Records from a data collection
- - -

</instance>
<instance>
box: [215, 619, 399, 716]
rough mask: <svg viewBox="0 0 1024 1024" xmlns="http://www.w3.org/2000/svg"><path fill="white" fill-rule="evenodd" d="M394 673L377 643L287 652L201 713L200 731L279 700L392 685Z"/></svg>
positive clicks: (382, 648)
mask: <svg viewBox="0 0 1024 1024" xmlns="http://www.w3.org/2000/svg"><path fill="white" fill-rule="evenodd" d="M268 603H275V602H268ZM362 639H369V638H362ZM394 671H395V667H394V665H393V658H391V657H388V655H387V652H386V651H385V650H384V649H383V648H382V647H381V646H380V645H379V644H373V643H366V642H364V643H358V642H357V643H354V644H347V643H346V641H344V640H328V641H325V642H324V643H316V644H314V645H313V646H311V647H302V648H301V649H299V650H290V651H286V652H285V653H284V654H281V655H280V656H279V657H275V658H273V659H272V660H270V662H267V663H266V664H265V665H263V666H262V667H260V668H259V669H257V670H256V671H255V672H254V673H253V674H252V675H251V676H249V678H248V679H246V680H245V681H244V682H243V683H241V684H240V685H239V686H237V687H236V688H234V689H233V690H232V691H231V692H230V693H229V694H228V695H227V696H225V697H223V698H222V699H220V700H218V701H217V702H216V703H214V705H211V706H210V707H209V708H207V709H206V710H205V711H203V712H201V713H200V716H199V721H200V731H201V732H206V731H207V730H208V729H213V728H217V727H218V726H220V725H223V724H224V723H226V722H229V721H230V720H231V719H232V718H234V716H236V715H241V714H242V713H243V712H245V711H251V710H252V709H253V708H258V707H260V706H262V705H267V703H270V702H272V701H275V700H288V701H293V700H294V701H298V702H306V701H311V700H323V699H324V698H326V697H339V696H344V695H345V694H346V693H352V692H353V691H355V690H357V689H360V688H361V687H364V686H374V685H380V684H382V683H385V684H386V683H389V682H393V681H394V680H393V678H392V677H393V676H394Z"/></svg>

- - -

- _Exercise brief_:
Each line from the one that contains "rough mask: <svg" through the end of the records must be repeated exactly. No other line belongs in the answer.

- _Solution for this task_:
rough mask: <svg viewBox="0 0 1024 1024" xmlns="http://www.w3.org/2000/svg"><path fill="white" fill-rule="evenodd" d="M394 673L377 643L287 652L201 713L200 731L279 700L392 685Z"/></svg>
positive clicks: (382, 648)
mask: <svg viewBox="0 0 1024 1024" xmlns="http://www.w3.org/2000/svg"><path fill="white" fill-rule="evenodd" d="M268 603H275V602H268ZM362 639H369V638H362ZM394 671H395V667H394V665H393V658H391V657H388V655H387V652H386V651H385V650H384V649H383V648H382V647H381V646H380V645H379V644H373V643H366V642H364V643H358V642H357V643H354V644H347V643H346V641H344V640H328V641H325V642H324V643H316V644H314V645H313V646H311V647H302V648H301V649H299V650H290V651H286V652H285V653H284V654H281V655H280V656H279V657H275V658H273V659H272V660H270V662H267V663H266V664H265V665H263V666H262V667H260V668H259V669H257V670H256V671H255V672H254V673H253V674H252V675H251V676H249V678H248V679H246V680H245V681H244V682H243V683H241V684H240V685H239V686H237V687H236V688H234V689H233V690H232V691H231V692H230V693H229V694H228V695H227V696H225V697H223V698H222V699H220V700H218V701H217V702H216V703H214V705H211V706H210V707H209V708H207V709H206V710H205V711H203V712H201V713H200V716H199V721H200V731H201V732H206V731H207V730H208V729H213V728H217V727H218V726H220V725H223V724H224V723H226V722H229V721H230V720H231V719H232V718H234V716H236V715H241V714H242V713H243V712H245V711H251V710H252V709H253V708H258V707H260V706H262V705H267V703H270V702H272V701H275V700H288V701H293V700H294V701H298V702H306V701H311V700H323V699H324V698H326V697H339V696H344V695H345V694H346V693H352V692H353V691H355V690H357V689H360V688H361V687H364V686H374V685H380V684H382V683H385V684H386V683H389V682H393V681H394V680H393V678H392V677H393V676H394Z"/></svg>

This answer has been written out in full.